- Exercise task 1
Set down again, unchanged, the lines of the records from the line with "For each instance of the horizon, set" to the line with "(1069, 748)".

El Profesor Sebastian Mateo stands with his second grade class in
Patulup Segundo, a canton in the western reaches of Chichicastenango that
was particularly hard hit by violence during the late 1970s and early
1980s. Sebastian himself lost
two brothers, one to the Army and another to either the Army-run Civil
Patrol or to the Guerillas. He’s
not sure which because during the violence he was working as a shoe-shine
boy in Guatemala City's rough and dangerous Terminal Market.
Driven by some inner ambition to educate himself, Sebastian went to
night school until he finished diversificado (high school), then worked
for several years with OKMA, a team of linguists organized by famous
American anthropologists Nora England and Linda Schele, documenting the
Chichicastenango dialect of the Maya K’iche’ language.
Having since earned his secondary teaching certificate - attending
weekend university classes in Xela, two hours down the road, while working
three jobs during the week (for about $310 a month) - he is the most
credentialed teacher at his school. In
Patulup, he works exclusively with younger students because of his
proficiency and literacy in K’iche’.
Still within the municipality of Chichicastenango but far
away from the Pueblo of the same name, is the isolated little canton of
Chugüexa Segundo 'A'. To get here from the Pueblo, teachers
must take a 45 bus ride, then hike straight up a rutted road (which
depending on the season is clouded with choking, silicate dust, or sticky
with slick mud) for 45 minutes to a mountaintop that offers a fine view of
the east slope of the mountains that border Lake Atitlan's east shore, and
to Tecpan Guatemala, to the west. Serving some 250 kids, Chugüexa's
school is blessed with one of the finest and most ambitious Directors CEBAR
administrators have have had the pleasure to work with. Having the
advantage of actually having lived most of his life in Chugüexa II 'A',
Eduard grew up in a bilingual household - his father speaking K'iche', his
mother speaking Kaqchikel (spoken in the nearby aldeas of Tecpan, a short
walk down the mountain from Chugüexa), both of which he speaks
fluently. As a youngster, he learned Spanish, and in the years since
has been an energetic student of English - which he now speaks passably
well. Because of Eduard's enthusiasm and irrepresible commitment to
good education, this school will participate - despite its isolation which
makes it an inconvenient school to work with in terms of logistics - in a
pilot project sponsored in part by CEBAR which seeks to measure the [hopefully
positive] impact of increasing the amount of instruction offered in K'iche'
during the critical early years of primary education (K-3).

- Exercise inputs
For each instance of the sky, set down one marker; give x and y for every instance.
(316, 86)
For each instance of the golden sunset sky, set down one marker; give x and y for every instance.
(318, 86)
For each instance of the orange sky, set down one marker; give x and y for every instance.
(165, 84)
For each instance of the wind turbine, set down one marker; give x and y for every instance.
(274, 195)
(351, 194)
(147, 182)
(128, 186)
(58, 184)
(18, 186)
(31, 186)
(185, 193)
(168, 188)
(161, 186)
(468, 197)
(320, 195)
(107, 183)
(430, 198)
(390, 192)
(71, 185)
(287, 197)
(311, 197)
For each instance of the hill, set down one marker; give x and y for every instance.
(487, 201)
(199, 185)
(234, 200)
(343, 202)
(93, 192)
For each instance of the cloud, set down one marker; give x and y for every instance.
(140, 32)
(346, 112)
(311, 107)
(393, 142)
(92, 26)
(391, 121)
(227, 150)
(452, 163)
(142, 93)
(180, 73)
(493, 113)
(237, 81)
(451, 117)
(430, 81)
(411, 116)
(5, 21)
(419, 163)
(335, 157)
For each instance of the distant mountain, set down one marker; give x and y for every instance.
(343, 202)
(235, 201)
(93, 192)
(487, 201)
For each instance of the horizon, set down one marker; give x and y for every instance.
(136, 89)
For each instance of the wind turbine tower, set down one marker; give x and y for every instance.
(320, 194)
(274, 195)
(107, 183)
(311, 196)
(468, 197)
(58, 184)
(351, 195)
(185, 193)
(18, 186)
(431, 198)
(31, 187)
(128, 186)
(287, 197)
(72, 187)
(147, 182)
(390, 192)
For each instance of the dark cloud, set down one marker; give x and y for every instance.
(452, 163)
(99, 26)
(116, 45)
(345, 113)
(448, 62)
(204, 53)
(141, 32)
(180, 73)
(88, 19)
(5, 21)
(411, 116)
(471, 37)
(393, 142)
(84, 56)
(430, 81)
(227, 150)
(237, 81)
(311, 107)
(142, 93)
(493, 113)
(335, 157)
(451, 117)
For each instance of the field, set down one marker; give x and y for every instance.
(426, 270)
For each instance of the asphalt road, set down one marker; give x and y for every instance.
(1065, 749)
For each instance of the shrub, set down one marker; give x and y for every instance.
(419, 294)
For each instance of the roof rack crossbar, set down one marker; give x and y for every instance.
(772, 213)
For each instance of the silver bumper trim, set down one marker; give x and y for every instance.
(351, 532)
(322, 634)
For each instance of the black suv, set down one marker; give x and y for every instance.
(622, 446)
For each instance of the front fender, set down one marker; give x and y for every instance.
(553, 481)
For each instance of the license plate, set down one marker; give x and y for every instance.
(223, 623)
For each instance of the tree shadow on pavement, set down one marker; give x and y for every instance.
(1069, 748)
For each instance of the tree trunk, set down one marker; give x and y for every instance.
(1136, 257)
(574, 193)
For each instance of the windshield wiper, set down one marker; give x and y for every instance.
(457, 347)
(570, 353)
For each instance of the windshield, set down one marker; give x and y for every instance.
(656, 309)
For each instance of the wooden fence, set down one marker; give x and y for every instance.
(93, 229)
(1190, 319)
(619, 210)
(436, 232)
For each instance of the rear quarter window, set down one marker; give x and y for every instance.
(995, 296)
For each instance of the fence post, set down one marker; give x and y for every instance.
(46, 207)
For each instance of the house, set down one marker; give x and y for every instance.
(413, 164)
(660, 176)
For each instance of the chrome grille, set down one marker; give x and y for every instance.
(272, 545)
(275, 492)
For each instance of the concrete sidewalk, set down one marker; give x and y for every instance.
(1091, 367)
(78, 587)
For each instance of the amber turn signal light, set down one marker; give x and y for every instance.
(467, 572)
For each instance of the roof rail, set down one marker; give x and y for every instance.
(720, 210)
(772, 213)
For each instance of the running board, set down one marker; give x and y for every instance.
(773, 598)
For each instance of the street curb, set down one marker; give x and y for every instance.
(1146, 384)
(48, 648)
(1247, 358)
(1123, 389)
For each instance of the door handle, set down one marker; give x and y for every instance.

- Exercise task 2
From the text on the teachers of Chichicastenango, extract word for word the passage from "El Profesor Sebastian" to "dangerous Terminal Market.".

- Full output 1
For each instance of the horizon, set down one marker; give x and y for every instance.
(136, 89)
For each instance of the wind turbine tower, set down one marker; give x and y for every instance.
(320, 194)
(274, 195)
(107, 183)
(311, 196)
(468, 197)
(58, 184)
(351, 195)
(185, 193)
(18, 186)
(431, 198)
(31, 187)
(128, 186)
(287, 197)
(72, 187)
(147, 182)
(390, 192)
For each instance of the dark cloud, set down one marker; give x and y for every instance.
(452, 163)
(99, 26)
(116, 45)
(345, 113)
(448, 62)
(204, 53)
(141, 32)
(180, 73)
(88, 19)
(5, 21)
(411, 116)
(471, 37)
(393, 142)
(84, 56)
(430, 81)
(227, 150)
(237, 81)
(311, 107)
(142, 93)
(493, 113)
(335, 157)
(451, 117)
For each instance of the field, set down one marker; give x and y for every instance.
(426, 270)
For each instance of the asphalt road, set down one marker; give x and y for every instance.
(1065, 749)
For each instance of the shrub, set down one marker; give x and y for every instance.
(419, 294)
For each instance of the roof rack crossbar, set down one marker; give x and y for every instance.
(772, 213)
For each instance of the silver bumper trim, set down one marker; give x and y for every instance.
(351, 532)
(322, 634)
For each instance of the black suv, set down one marker; give x and y for every instance.
(622, 446)
For each instance of the front fender, set down one marker; give x and y for every instance.
(553, 481)
For each instance of the license plate, set down one marker; give x and y for every instance.
(223, 623)
For each instance of the tree shadow on pavement, set down one marker; give x and y for every instance.
(1069, 748)

- Full output 2
El Profesor Sebastian Mateo stands with his second grade class in
Patulup Segundo, a canton in the western reaches of Chichicastenango that
was particularly hard hit by violence during the late 1970s and early
1980s. Sebastian himself lost
two brothers, one to the Army and another to either the Army-run Civil
Patrol or to the Guerillas. He’s
not sure which because during the violence he was working as a shoe-shine
boy in Guatemala City's rough and dangerous Terminal Market.